● Directions:
A. In the interview about the Truman Show Delusion, what day was it when Albert came into Bellevue?
B. Extend the interview about the Truman Show Delusion, picking up right after its final sentence.

Joel Werner: Gold would go on to serve as the director of Bellevue's Psychiatric Emergency Room. And it was here, about ten years ago, that he first saw a patient present with what would become known as The Truman Show Delusion.
Joel Gold: Albert came in, I remember vividly, it was Halloween. I was with my resident at the time on the inpatient training unit, and Albert had come from the United Nations where he had taken a swing at a guard. He believed that his life was a reality television show. He believed everyone in his life was an actor reading from scripts, including his family. Everyone he passed in the street, everything about his life was inauthentic, much like in The Truman Show, the Jim Carrey character Truman Burbank whose life actually is a reality television show. He ended up in front of the United Nations, decided to seek asylum from his own show, and that's when he, unfortunately, got into a scuffle and was brought to Bellevue.
Joel Werner: Working somewhere like Bellevue, where you have patients suffering mental health crises of every shape, was Albert's presentation particularly unique? At the time did it stand out from the general noise of Bellevue?
Joel Gold: Not at all. We see so many fascinating and at times bizarre kinds of delusions, that at the time, it was interesting but not particularly more so than a patient who thought that they were a vampire, or that their neighbour was a vampire. Things of that nature happened every day. So, when he first came in, I didn't make much of it. But over the course of the next months I saw a second, then third, and ultimately over the course of a couple of years five people. And they all believed the same thing. They would say, 'Dr Gold, did you see the film?' And I had, and they said, 'Yes, that's my life, just like that movie.' And at that point, you know, three, four, five patients, I thought this is something worth looking into.
Joel Werner: By the time people turn up somewhere like Bellevue, it's usually end game Truman Show Delusion, their delusional belief is so strong that they need the specialist care only a psychiatric hospital can provide. But, what about the other end of the delusional experience? How does The Truman Show Delusion take hold in the first place?

● Data extract:
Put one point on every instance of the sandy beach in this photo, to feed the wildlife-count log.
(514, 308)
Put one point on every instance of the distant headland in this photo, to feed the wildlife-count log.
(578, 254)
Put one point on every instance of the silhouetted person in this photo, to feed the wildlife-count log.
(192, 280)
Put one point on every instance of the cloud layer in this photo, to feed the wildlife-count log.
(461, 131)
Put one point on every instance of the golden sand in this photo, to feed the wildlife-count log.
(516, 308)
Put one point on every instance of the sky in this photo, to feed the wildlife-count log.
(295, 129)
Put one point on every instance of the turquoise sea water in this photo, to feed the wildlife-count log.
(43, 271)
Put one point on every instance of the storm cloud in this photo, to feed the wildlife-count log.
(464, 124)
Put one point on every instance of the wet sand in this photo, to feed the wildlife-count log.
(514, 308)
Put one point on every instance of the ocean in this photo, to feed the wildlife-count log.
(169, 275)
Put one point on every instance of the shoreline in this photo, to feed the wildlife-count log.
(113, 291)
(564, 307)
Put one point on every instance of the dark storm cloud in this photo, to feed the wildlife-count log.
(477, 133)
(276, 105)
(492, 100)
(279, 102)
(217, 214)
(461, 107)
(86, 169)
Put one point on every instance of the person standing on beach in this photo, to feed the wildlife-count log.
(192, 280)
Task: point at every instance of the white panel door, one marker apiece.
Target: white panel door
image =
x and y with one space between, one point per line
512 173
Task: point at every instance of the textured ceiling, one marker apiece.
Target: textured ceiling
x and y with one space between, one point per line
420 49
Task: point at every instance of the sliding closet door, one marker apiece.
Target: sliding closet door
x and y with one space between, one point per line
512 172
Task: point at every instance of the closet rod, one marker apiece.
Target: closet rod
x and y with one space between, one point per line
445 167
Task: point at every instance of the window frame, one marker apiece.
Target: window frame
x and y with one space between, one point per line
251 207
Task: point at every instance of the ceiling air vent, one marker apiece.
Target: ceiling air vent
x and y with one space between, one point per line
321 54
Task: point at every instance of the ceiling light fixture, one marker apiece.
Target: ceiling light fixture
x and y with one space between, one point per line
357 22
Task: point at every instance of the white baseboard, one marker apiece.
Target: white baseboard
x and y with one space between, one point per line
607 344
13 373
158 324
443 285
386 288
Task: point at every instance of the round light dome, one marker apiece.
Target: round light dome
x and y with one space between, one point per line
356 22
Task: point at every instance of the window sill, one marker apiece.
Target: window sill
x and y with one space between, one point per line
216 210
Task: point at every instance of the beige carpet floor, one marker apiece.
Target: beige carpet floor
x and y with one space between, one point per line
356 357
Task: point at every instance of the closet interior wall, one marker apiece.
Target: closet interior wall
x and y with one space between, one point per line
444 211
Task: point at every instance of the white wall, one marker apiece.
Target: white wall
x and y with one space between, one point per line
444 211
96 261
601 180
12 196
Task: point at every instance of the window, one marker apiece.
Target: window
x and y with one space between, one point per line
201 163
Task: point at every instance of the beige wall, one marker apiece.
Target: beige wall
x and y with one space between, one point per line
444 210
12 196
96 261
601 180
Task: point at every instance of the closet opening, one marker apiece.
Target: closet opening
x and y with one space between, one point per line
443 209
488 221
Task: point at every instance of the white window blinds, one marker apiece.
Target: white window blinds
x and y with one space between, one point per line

● Responses for each task:
A. Halloween

B.
Scott: So my name is Scott, and I'm 33 years old. I live in Chicago, I've lived here for about nine years.
Joel Werner: Scott isn't his real name, we've changed it to protect his identity. But everything else about his story is true.
Scott: So I guess it was the summer of 2002, so it was the summer after my sophomore year of college when the madness set in. I guess you could say things were speeding up in my mind, and in the way that I was feeling about myself in general. By the time, say, mid-summer came around, I can't even remember really laying down and going to sleep much. I would basically sit up under a porch light, hatching ideas and just writing endlessly, whether it was something poetic, or whether it was about some business plan that would never come to fruition.
I was interpreting that shift in momentum as…it didn't even feel like a shift in a way, it felt natural, it felt like any other change that had happened in my life, where it wasn't even really noticeable to me. It was noticeable to people outside of me I think more than it was to me. When it started to sort of furrow brows, and people started to ask me if I was okay was when some friends of mine from my hometown asked me if I wanted to head out to Colorado with them, and of course I agreed and hopped in a car with these guys and hit the road for Colorado.
I can't keep my mouth shut, I'm going on tangent after tangent of explaining one thing, but then that sparks an idea of another thing that I thought about, and so now I've got to explain that. And so they have some concern, but at the same time excitement is mutual, and we're cruising across the country together, and so despite a few, 'What the hell are you talking about', 'Shut up, let's listen to the music', 'Let's just drive', there wasn't too much of an issue at this point.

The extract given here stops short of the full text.